§ Work item: Your task is to write out every line of the data exactly. Drop the pictures.

[Records for this exercise]

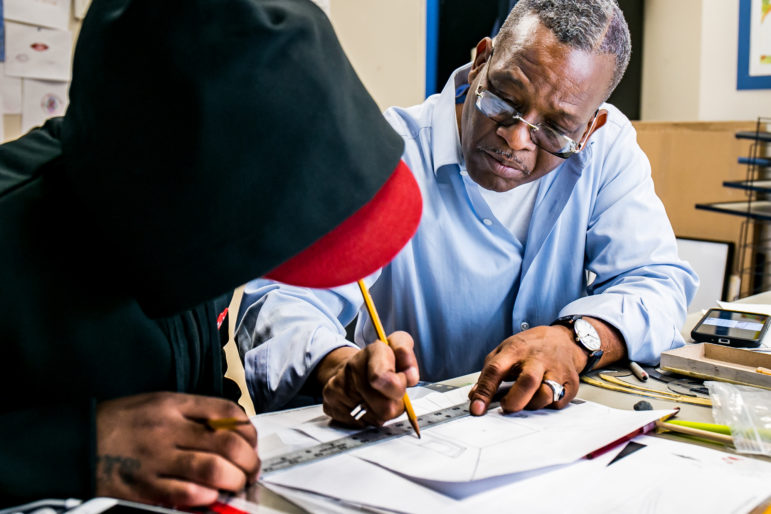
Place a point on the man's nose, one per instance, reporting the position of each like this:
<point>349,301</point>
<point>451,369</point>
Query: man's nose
<point>517,135</point>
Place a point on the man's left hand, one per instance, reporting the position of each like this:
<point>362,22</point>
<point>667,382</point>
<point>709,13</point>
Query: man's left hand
<point>529,358</point>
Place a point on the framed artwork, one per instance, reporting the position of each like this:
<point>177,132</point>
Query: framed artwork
<point>754,64</point>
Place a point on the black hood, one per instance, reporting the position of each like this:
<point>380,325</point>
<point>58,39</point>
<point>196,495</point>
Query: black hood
<point>244,108</point>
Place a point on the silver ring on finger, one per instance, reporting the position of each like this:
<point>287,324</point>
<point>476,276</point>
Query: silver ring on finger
<point>358,412</point>
<point>557,389</point>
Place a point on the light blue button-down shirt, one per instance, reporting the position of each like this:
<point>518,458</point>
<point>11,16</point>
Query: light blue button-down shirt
<point>464,283</point>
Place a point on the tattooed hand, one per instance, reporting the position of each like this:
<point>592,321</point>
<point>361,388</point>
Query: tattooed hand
<point>155,448</point>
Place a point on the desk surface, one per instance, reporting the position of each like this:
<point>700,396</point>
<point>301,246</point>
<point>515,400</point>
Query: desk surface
<point>271,502</point>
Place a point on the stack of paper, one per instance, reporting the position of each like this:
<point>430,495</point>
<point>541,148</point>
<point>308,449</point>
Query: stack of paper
<point>530,461</point>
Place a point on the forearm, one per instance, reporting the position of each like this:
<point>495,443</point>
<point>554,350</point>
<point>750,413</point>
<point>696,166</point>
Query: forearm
<point>330,365</point>
<point>284,334</point>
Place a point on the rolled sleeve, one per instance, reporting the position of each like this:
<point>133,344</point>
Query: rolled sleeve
<point>284,332</point>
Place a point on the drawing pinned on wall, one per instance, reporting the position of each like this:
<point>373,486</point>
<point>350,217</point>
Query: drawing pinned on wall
<point>42,99</point>
<point>80,7</point>
<point>46,13</point>
<point>10,90</point>
<point>38,53</point>
<point>754,59</point>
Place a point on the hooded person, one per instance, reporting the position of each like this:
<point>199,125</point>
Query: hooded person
<point>206,142</point>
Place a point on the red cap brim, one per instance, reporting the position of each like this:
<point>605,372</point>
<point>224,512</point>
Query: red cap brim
<point>364,242</point>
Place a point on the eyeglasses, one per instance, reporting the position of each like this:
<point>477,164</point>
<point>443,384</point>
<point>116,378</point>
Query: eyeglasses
<point>544,136</point>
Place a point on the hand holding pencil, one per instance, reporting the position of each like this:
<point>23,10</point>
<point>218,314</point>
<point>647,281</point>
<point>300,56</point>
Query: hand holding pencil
<point>373,378</point>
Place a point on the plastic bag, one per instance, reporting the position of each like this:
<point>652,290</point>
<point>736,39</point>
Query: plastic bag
<point>747,412</point>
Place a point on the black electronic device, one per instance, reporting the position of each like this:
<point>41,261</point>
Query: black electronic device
<point>731,328</point>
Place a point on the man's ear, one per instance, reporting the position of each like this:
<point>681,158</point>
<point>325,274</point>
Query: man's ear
<point>482,53</point>
<point>599,121</point>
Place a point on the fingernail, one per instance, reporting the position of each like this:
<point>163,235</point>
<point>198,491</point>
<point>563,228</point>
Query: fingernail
<point>477,407</point>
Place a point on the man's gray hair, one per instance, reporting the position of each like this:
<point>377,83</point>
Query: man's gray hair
<point>596,26</point>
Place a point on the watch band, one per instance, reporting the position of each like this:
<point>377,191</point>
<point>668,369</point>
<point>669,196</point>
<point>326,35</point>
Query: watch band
<point>593,356</point>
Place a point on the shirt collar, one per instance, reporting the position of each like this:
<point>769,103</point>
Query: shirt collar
<point>445,145</point>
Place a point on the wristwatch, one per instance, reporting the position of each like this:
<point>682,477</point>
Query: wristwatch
<point>585,336</point>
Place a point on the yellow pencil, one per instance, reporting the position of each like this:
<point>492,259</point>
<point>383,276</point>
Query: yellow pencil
<point>703,434</point>
<point>763,371</point>
<point>381,335</point>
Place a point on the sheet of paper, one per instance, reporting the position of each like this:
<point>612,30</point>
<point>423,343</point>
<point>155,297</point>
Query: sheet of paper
<point>48,13</point>
<point>42,100</point>
<point>497,443</point>
<point>423,402</point>
<point>10,89</point>
<point>360,485</point>
<point>671,476</point>
<point>38,53</point>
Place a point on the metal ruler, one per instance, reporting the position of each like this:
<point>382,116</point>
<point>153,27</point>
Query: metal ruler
<point>364,437</point>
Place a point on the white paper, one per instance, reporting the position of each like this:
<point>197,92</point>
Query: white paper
<point>38,53</point>
<point>10,90</point>
<point>42,100</point>
<point>81,6</point>
<point>473,448</point>
<point>321,429</point>
<point>48,13</point>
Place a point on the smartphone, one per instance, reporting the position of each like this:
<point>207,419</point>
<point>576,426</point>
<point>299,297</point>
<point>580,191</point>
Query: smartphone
<point>732,328</point>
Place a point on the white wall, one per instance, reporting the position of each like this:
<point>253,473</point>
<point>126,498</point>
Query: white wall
<point>689,64</point>
<point>386,43</point>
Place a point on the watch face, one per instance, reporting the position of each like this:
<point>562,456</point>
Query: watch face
<point>586,333</point>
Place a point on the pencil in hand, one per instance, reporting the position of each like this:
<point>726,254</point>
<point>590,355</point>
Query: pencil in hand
<point>381,335</point>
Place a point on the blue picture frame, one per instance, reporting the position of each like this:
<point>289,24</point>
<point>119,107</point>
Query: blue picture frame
<point>743,78</point>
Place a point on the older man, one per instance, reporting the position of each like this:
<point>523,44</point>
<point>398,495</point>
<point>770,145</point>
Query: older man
<point>530,181</point>
<point>173,178</point>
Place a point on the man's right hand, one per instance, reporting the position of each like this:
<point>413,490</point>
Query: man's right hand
<point>155,448</point>
<point>376,377</point>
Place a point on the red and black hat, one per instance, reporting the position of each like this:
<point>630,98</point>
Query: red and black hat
<point>248,137</point>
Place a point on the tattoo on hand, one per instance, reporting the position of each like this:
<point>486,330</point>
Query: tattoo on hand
<point>126,467</point>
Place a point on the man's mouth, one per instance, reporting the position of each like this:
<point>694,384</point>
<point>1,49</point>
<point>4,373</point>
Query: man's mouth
<point>507,159</point>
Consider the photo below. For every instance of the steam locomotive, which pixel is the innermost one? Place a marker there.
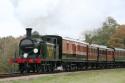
(49, 52)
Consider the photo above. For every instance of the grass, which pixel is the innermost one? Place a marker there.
(93, 76)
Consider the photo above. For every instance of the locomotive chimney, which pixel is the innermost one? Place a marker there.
(28, 32)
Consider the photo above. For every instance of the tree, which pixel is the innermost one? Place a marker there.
(102, 35)
(118, 38)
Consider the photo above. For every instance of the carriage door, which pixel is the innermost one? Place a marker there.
(56, 46)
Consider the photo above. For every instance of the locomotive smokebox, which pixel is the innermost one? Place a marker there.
(28, 32)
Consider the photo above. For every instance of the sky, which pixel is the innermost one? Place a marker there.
(68, 18)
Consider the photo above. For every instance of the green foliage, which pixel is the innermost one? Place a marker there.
(8, 47)
(102, 35)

[/Records for this exercise]

§ Exercise solution:
Place a point on the man's nose, one per instance, reporting the position of each like this:
<point>349,301</point>
<point>451,369</point>
Query: man's nose
<point>517,135</point>
Place a point on the man's left hand, one per instance, reporting the position of each like this:
<point>362,22</point>
<point>667,382</point>
<point>709,13</point>
Query: man's left hand
<point>529,358</point>
Place a point on the framed artwork, one per instance, reporting the position of each like this:
<point>177,132</point>
Query: framed artwork
<point>754,64</point>
Place a point on the black hood, one per instance, reporting the position of each like this:
<point>380,325</point>
<point>58,39</point>
<point>196,495</point>
Query: black hood
<point>244,108</point>
Place a point on the silver ring on finger, one per instance, reporting the position of each like this:
<point>287,324</point>
<point>476,276</point>
Query: silver ring on finger
<point>358,412</point>
<point>557,389</point>
Place a point on the light blue button-down shirt, one per instance, reporting the position of each like this:
<point>518,458</point>
<point>11,16</point>
Query: light blue button-down shirt
<point>464,283</point>
Place a point on the tattooed hand, one per instance, reporting the position of each like this:
<point>592,321</point>
<point>361,388</point>
Query: tattooed hand
<point>155,448</point>
Place a point on the desk surface, one per instance, reporting the position of each like this:
<point>700,396</point>
<point>301,246</point>
<point>515,400</point>
Query: desk surface
<point>271,502</point>
Place a point on the stack of paper, one per instance, reporting the position of each like this:
<point>430,495</point>
<point>541,148</point>
<point>308,449</point>
Query: stack of paper
<point>530,461</point>
Place a point on the forearm, one per instance, reporting the position of each like this:
<point>495,443</point>
<point>554,350</point>
<point>750,413</point>
<point>696,166</point>
Query: forearm
<point>330,365</point>
<point>284,334</point>
Place a point on the rolled sleeve, one per instance, reporting the position of each like this:
<point>133,344</point>
Query: rolled sleeve
<point>284,332</point>
Place a point on the drawing pinned on wall, one per instance, reporting the position of each like this:
<point>373,486</point>
<point>350,217</point>
Query: drawing pinned on wall
<point>42,99</point>
<point>80,7</point>
<point>46,13</point>
<point>10,90</point>
<point>38,53</point>
<point>754,59</point>
Place a point on the hooded person, one per instance, reporting the position of each like this:
<point>199,125</point>
Query: hooded person
<point>206,142</point>
Place a point on the red cap brim, one per instance, reporting the position of each like this:
<point>605,372</point>
<point>224,512</point>
Query: red cap brim
<point>364,242</point>
Place a point on the eyeglasses, one per instance, reporting the position of each like this:
<point>477,164</point>
<point>443,384</point>
<point>116,378</point>
Query: eyeglasses
<point>544,136</point>
Place a point on the hand holding pencil, one per instance, reporting the position of each like this:
<point>23,10</point>
<point>218,314</point>
<point>647,281</point>
<point>300,56</point>
Query: hand holding pencil
<point>373,378</point>
Place a point on the plastic bag, one per instance, reporting the position of each like this:
<point>652,290</point>
<point>736,39</point>
Query: plastic bag
<point>747,412</point>
Place a point on the black electronic device, one per instance, reporting the position of each like this:
<point>41,261</point>
Query: black electronic device
<point>731,328</point>
Place a point on the man's ear, one per instance, reporting the position of each like this:
<point>681,158</point>
<point>325,274</point>
Query: man's ear
<point>482,53</point>
<point>599,121</point>
Place a point on the fingernail, one per instance, reporting the position of each like this:
<point>163,235</point>
<point>198,491</point>
<point>563,228</point>
Query: fingernail
<point>477,407</point>
Place a point on the man's gray hair, one per instance, reporting the position of each like this:
<point>377,83</point>
Query: man's gray hair
<point>596,26</point>
Place a point on the watch band, one per instance, reporting the position of each like this:
<point>377,191</point>
<point>668,369</point>
<point>669,196</point>
<point>326,35</point>
Query: watch band
<point>593,356</point>
Place a point on the shirt collar, one per instance, reporting the position of each like this:
<point>769,103</point>
Query: shirt collar
<point>445,145</point>
Place a point on the wristwatch, one per instance, reporting the position of each like this:
<point>682,477</point>
Query: wristwatch
<point>585,336</point>
Place a point on the yellow pencil, one per instance, reporting the position of each like this:
<point>492,259</point>
<point>383,276</point>
Query: yellow pencil
<point>703,434</point>
<point>763,371</point>
<point>381,335</point>
Place a point on the sheet of paper, one per instance, reporting the position of each like this:
<point>612,30</point>
<point>423,343</point>
<point>155,297</point>
Query: sheet of paper
<point>48,13</point>
<point>42,100</point>
<point>497,443</point>
<point>423,402</point>
<point>10,89</point>
<point>360,485</point>
<point>671,476</point>
<point>38,53</point>
Place a point on the metal ruler, one per instance, reporting the position of each like this:
<point>382,116</point>
<point>153,27</point>
Query: metal ruler
<point>364,437</point>
Place a point on the white paper, one per instance, reporting the position of each like this:
<point>197,92</point>
Query: white paper
<point>38,53</point>
<point>10,90</point>
<point>42,100</point>
<point>81,6</point>
<point>473,448</point>
<point>321,429</point>
<point>48,13</point>
Place a point on the smartphone, one per instance, reporting the position of each like this:
<point>207,419</point>
<point>576,426</point>
<point>299,297</point>
<point>580,191</point>
Query: smartphone
<point>732,328</point>
Place a point on the white wall, one per instance, reporting the position of each like this:
<point>253,473</point>
<point>126,498</point>
Query: white wall
<point>689,64</point>
<point>386,43</point>
Place a point on the watch face, one per instance, reporting the position of each like this:
<point>562,456</point>
Query: watch face
<point>586,333</point>
Place a point on the pencil in hand, one per instance, reporting the position of each like this:
<point>726,254</point>
<point>590,355</point>
Query: pencil in hand
<point>381,335</point>
Place a point on the blue picture frame, one per instance, reporting the position of each like this:
<point>289,24</point>
<point>119,107</point>
Query: blue picture frame
<point>743,78</point>
Place a point on the older man, one per instance, reporting the position of each like this:
<point>523,44</point>
<point>398,495</point>
<point>770,145</point>
Query: older man
<point>530,181</point>
<point>173,178</point>
Place a point on the man's right hand, one per instance, reporting the position of each like this:
<point>413,490</point>
Query: man's right hand
<point>155,448</point>
<point>376,377</point>
Place a point on the red and black hat, one per instance, reporting the position of each like this:
<point>630,98</point>
Query: red and black hat
<point>248,137</point>
Place a point on the tattoo on hand, one per instance, reporting the position of each like this:
<point>486,330</point>
Query: tattoo on hand
<point>126,467</point>
Place a point on the man's mouth, one per instance, reporting the position of each like this:
<point>694,384</point>
<point>1,49</point>
<point>4,373</point>
Query: man's mouth
<point>507,159</point>
Consider the photo below. For every instance of the steam locomotive, which pixel is the innermost one? Place a marker there.
(49, 52)
Consider the photo above. For every instance of the grass, which pixel is the innermost one? Place a marker there.
(93, 76)
Consider the photo above. For every instance of the locomotive chimney, which pixel is the innermost one? Place a marker there.
(28, 32)
Consider the photo above. For every instance of the tree, which pixel is the innermost one? Place a marker there.
(102, 35)
(118, 38)
Consider the photo above. For every instance of the carriage door, which pixel is the innermost one? Place a marker there.
(56, 46)
Consider the photo above. For every instance of the locomotive smokebox, which pixel is the innermost one? Place a marker there.
(28, 32)
Consider the photo above. For every instance of the sky, which pixel is the innermost one? Place a marker there.
(68, 18)
Consider the photo above. For every instance of the green foliage, which pixel is the innermost one? Place a marker there.
(8, 47)
(102, 35)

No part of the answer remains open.